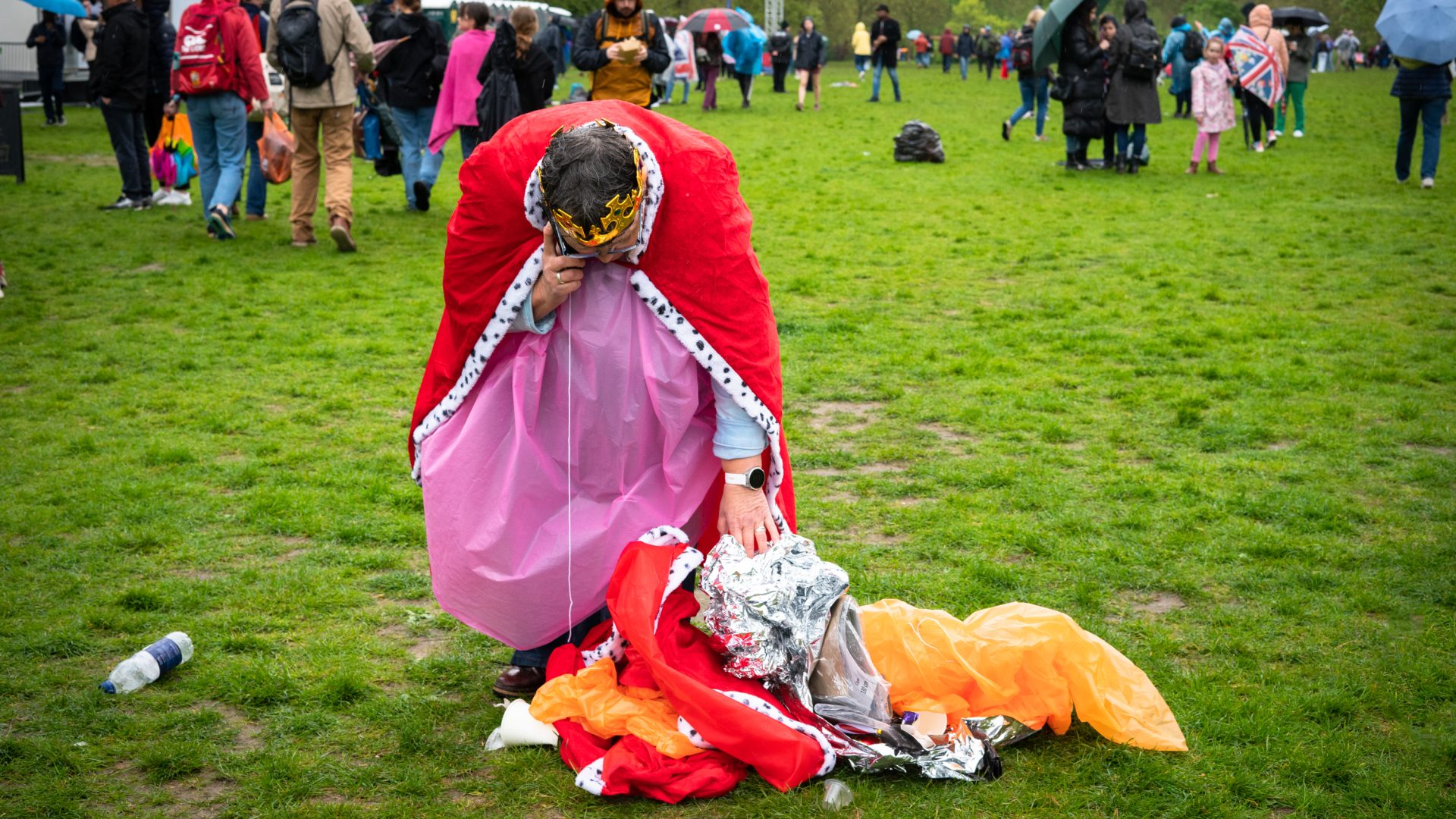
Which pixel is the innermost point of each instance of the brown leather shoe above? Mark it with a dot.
(519, 681)
(340, 231)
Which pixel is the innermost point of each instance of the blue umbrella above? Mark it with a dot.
(1420, 30)
(72, 8)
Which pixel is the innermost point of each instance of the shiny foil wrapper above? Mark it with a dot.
(1001, 730)
(769, 611)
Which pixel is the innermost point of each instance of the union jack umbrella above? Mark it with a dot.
(720, 20)
(1258, 67)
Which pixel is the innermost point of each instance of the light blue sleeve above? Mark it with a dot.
(526, 322)
(737, 435)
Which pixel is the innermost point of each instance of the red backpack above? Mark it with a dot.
(201, 66)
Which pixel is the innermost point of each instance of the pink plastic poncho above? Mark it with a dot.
(459, 89)
(641, 425)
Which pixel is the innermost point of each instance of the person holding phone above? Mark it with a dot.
(606, 371)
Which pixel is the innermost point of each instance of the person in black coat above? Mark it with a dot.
(533, 69)
(118, 79)
(49, 41)
(781, 53)
(410, 82)
(1085, 80)
(1131, 99)
(965, 49)
(808, 58)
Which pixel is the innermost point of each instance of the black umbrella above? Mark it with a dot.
(1046, 42)
(1308, 18)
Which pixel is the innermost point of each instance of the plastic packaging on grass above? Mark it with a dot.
(845, 686)
(520, 727)
(275, 149)
(1025, 662)
(837, 796)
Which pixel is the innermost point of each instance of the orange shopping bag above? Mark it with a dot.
(275, 149)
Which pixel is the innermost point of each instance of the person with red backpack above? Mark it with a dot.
(218, 72)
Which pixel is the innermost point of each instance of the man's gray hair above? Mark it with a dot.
(584, 169)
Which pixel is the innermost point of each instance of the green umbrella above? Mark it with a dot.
(1046, 42)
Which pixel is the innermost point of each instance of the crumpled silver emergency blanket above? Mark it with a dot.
(1001, 730)
(769, 611)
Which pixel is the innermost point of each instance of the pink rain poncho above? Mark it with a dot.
(639, 416)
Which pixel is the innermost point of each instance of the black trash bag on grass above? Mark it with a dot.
(918, 143)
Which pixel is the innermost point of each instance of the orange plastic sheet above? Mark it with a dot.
(593, 698)
(1019, 661)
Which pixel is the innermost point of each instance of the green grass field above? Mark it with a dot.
(1212, 419)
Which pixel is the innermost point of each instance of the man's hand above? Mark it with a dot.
(745, 515)
(561, 276)
(745, 512)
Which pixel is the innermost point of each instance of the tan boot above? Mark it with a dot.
(340, 231)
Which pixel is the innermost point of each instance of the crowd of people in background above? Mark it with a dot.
(394, 63)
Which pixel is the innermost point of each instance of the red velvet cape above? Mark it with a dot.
(698, 257)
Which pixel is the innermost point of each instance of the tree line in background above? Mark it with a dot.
(836, 18)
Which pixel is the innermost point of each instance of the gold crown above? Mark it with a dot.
(620, 209)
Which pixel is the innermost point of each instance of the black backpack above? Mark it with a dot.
(1193, 46)
(1144, 57)
(300, 46)
(1021, 53)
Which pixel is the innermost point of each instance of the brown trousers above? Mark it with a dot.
(338, 158)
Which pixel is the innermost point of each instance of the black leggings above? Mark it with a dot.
(1261, 117)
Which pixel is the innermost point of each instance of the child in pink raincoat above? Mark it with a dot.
(457, 93)
(1212, 104)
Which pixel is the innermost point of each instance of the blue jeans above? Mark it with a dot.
(1033, 91)
(416, 161)
(256, 183)
(1139, 137)
(469, 140)
(1430, 112)
(894, 79)
(220, 137)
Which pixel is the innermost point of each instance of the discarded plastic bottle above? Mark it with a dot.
(149, 664)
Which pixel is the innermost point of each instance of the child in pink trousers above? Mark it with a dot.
(1212, 104)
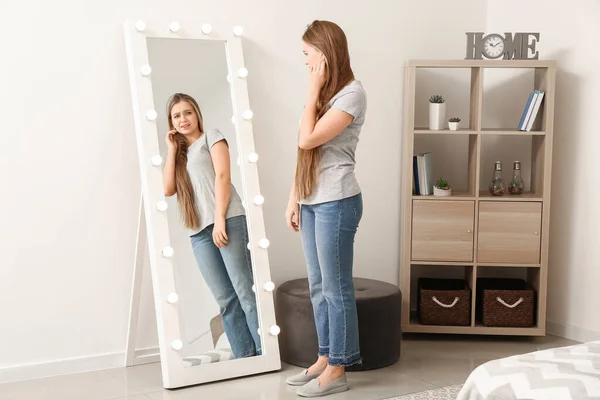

⁂

Write out each line again, exactly as it appears above, except for any picture.

Which pixel is the innermost point of each instance of the brown leather shoe above? Mark it with a dot.
(519, 681)
(340, 231)
Which pixel is the innermost point of each instance of the blue umbrella above? Mark it with a dot.
(1420, 30)
(72, 8)
Which pixel is the innermost point of each instance of the shiny foil wrapper above? Mark it with a dot.
(1001, 730)
(769, 611)
Which pixel is the innermost point of each instance of the union jack umbrella above? Mark it with a dot.
(720, 20)
(1258, 67)
Which pixel is the innermost point of each instance of the light blue sleeve above? Mark it with a dot.
(526, 322)
(737, 435)
Which pixel is the innermost point of each instance of the red backpack above? Mark it with a dot.
(201, 66)
Which pixel is the innermost point of each instance of the pink plastic poncho above? Mark it with a dot.
(459, 89)
(641, 425)
Which pixel is the innermost point of each instance of the person holding phone above? Mark it with a dot.
(606, 371)
Which pixel is the innermost point of each instance of the person in black coat above? Mark it with a dot.
(533, 69)
(118, 79)
(49, 41)
(781, 53)
(410, 82)
(1085, 80)
(1131, 99)
(965, 49)
(808, 58)
Which pixel is the innermost point of each instance of the black umbrella above? Mark it with a dot.
(1046, 42)
(1308, 18)
Which pixel is the innermost point of each instance of the plastic packaging on grass above? Mark it with a dot.
(845, 686)
(520, 727)
(275, 149)
(1025, 662)
(837, 796)
Which pixel is the innermost point of each instance of the orange shopping bag above? Mark it with a dot.
(275, 149)
Which pixel is the innermost point of each instance of the person with red backpack above? Mark it with a dot.
(218, 72)
Which pixel is the innermost point of each instance of the man's gray hair above? Mark it with a dot.
(584, 169)
Which pixel is the innermost point of each instance of the green umbrella above? Mark it with a dot.
(1046, 42)
Which pixel is the innermost point of each instance of the crumpled silver emergency blanket above? Mark it with a dot.
(1001, 730)
(769, 611)
Which pixel is the innermost point of each instance of the pink rain poncho above? Mark it with a dot.
(639, 416)
Which pixel is the innermost point of each instance of the black trash bag on grass above? Mark it with a dot.
(918, 143)
Which pixel is the innermost point of each instance of the orange plastic sheet above? Mark it with a dot.
(593, 698)
(1019, 661)
Which pixel is the innermost point of each instance of the green grass field above? Mark it with a dot.
(1212, 419)
Which pixel is the innermost point of each instance of the man's hand above? Mark it with a dot.
(745, 515)
(561, 276)
(745, 512)
Which pixel is the innermost point of each instance of the tan boot above? Mark it with a dot.
(340, 231)
Which pixel is the innermost point of each instance of the crowd of people in background above? Mark it with a dot.
(394, 63)
Which pixel is the innermost point of each instance of the red velvet cape above? Mark it with a dot.
(698, 257)
Which pixel is the innermost point of each instance of the tree line in background above? Mark it with a dot.
(836, 18)
Which pixel is the innermost point of each instance of the gold crown above? Mark it with a dot.
(620, 209)
Which pixel is the innermost point of each instance of the black backpack above? Mark it with a dot.
(1193, 46)
(1144, 57)
(300, 46)
(1021, 53)
Which pixel is the innermost point of each instance of the brown trousers above? Mark it with a dot.
(338, 158)
Which pixel is the innermost point of each instance of the black leggings above? Mark it with a dot.
(1261, 117)
Which pixel is the innermost point of each instance of the child in pink raincoat above? Mark it with a dot.
(457, 93)
(1212, 104)
Which pixel is the innermost point of each instance of the blue jeans above? Mark it with a dot.
(1033, 91)
(416, 161)
(256, 183)
(1139, 137)
(469, 140)
(1430, 112)
(894, 79)
(220, 137)
Which pixel is the innermost point of each instance of the discarded plastic bottle above? Mark it with a dot.
(149, 664)
Which pixel is the innermost point of each instance of the child in pink trousers above? Mark it with a dot.
(1212, 104)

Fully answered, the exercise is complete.